■ **PROBLEMS TO SOLVE**
[A] Reproduce the part of the forum post about re-fetching works with mangled data that starts with "1. In a one-off" and continues through "Flickr (like Wikimedia).".
[B] In the forum post about re-fetching works with mangled data, which two unindexed columns would the one-off DAG's temporary table add to the schema of the batched update DAG's temporary table?

■ **ARTICLE**
○ ○ ○ ○ ○

I'm not talking about a backfill, which is what I think you're referencing by reingestion. I mean targeting the specific works we're worried have mangled data and pulling them individually from upstream. Irrespective of the amount of time that would take due to rate limits (and being generally respectful), it is a stable and predictable way to retrieve corrected data for each work.

We could do something like the following, based on the batched update DAG's method:

  1. In a one-off DAG, create a temporary table of the works in question (if it does not already exist), matching the schema of the batched update DAG's temporary table, but with an additional unindexed jsonb column retrieved_data (or something like that) and an unindexed foreign_id column. I suppose we'd also need to include provider should this issue exist for more than just Flickr (like Wikimedia).

○ ○ ○ ○ ○

■ **DATASET CONTENT**

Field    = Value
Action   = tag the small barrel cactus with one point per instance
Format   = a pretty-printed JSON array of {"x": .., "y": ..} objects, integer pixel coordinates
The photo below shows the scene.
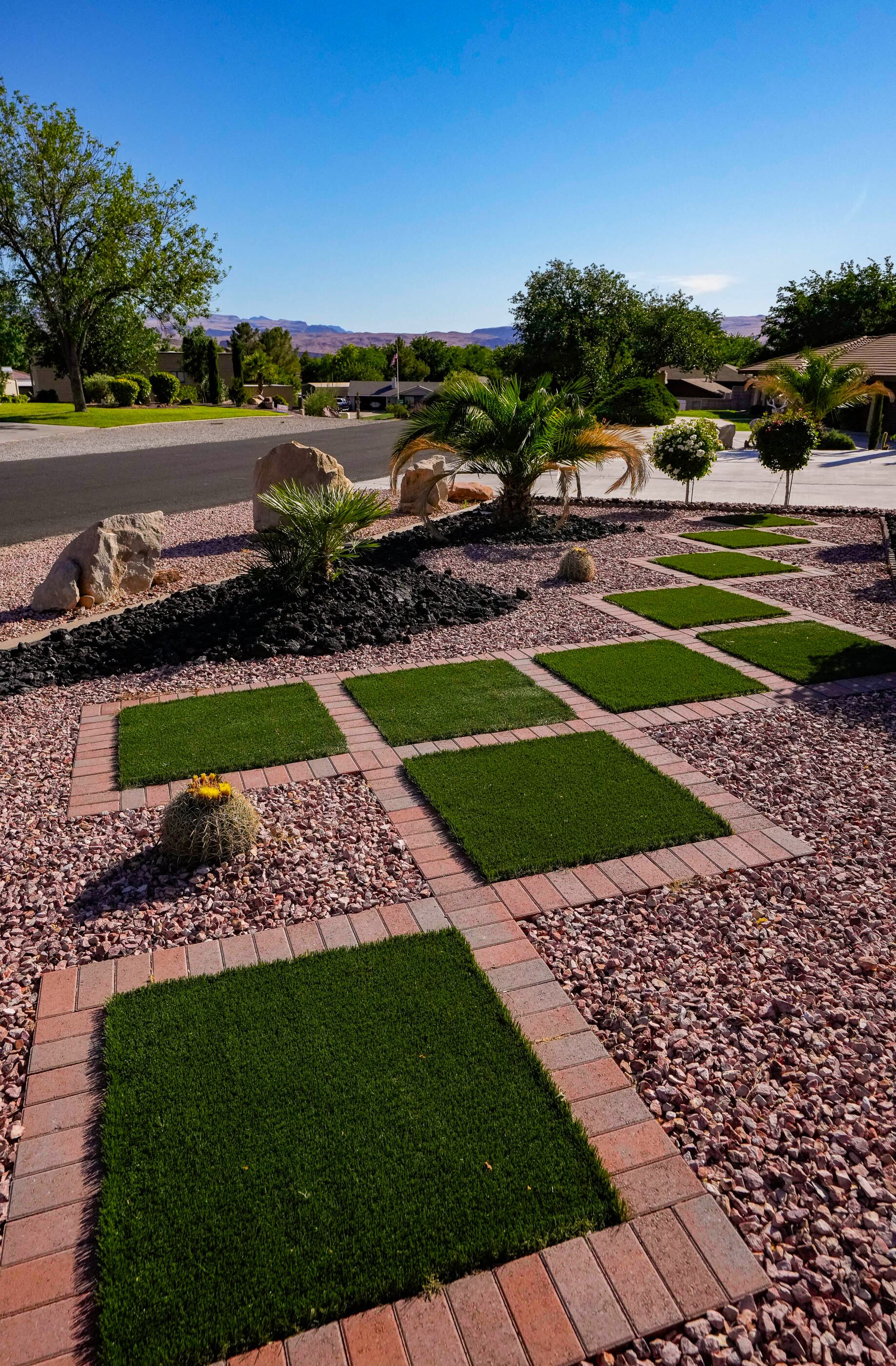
[
  {"x": 208, "y": 824},
  {"x": 577, "y": 566}
]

○ ○ ○ ○ ○

■ **LIST OF SOLUTIONS**
[A]
1. In a one-off DAG, create a temporary table of the works in question (if it does not already exist), matching the schema of the batched update DAG's temporary table, but with an additional unindexed jsonb column retrieved_data (or something like that) and an unindexed foreign_id column. I suppose we'd also need to include provider should this issue exist for more than just Flickr (like Wikimedia).

[B] A jsonb column called retrieved_data and a foreign_id column.